> [TEXTO FORNECIDO]:
┌──
Dois pés na areia movediça | Recessão se aprofunda e deve levar a...

Edição 279

 

A queda das projeções e dos números da economia brasileira parece não ter fim. O mais significativo deles é a queda de 3,8% do Produto Interno Bruto (PIB) de 2015. A forte queda do ano passado contamina este ano e, para alguns economistas, também o próximo. A projeção é de queda de 3,50% do PIB em 2016, segundo as projeções de mercado do relatório Focus do Banco Central.
Para 2017, as expectativas também estão se deteriorando, com projeção de crescimento de 0,50% do PIB do Focus. Para economistas de mercado e da academia, dos otimistas aos pessimistas, o cenário ainda será de piora neste ano. Um sinal de recuperação dos indicadores, para a maioria, é mais provável para 2017.
Diferentemente do que aconteceu com a “marolinha” pela qual o país passou em 2008, diante da crise financeira internacional, desta vez o cenário é diferente. “Em 2008, o mundo ajudou o Brasil. A China crescia e empurrava o preço das commodities para cima. O governo tomou medidas anticíclicas, como o estímulo ao crédito, e havia espaço para isso. É como se a economia brasileira tivesse mergulhado em uma piscina, logo retornando à superfície. Agora, não há as mesmas condições favoráveis do lado externo. O Brasil está mergulhado em areia movediça”, comparou Marcelo Carvalho, presidente do comitê de acompanhamento macroeconômico da Anbima e economista-chefe para a América Latina do BNP Paribas, durante debate na Bloomberg.
└──
> [BLOCO DE DADOS]:
┌──
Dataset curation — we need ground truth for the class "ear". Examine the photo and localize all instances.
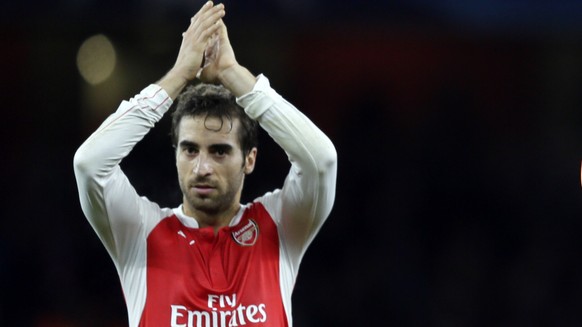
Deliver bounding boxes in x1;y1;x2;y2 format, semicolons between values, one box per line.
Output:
└──
> [TAREFAS A REALIZAR]:
1) Segundo o texto sobre a recessão brasileira, de quanto foi a queda do PIB em 2015?
2) Devolva, sem nenhuma alteração, o trecho do texto sobre a recessão brasileira que se abre com as palavras "Para 2017, as" e se fecha com "provável para 2017.".
A listagem não é necessária para este trabalho.

> [RESPOSTAS COMPLETAS]:
1) O PIB caiu 3,8% em 2015.

2)
Para 2017, as expectativas também estão se deteriorando, com projeção de crescimento de 0,50% do PIB do Focus. Para economistas de mercado e da academia, dos otimistas aos pessimistas, o cenário ainda será de piora neste ano. Um sinal de recuperação dos indicadores, para a maioria, é mais provável para 2017.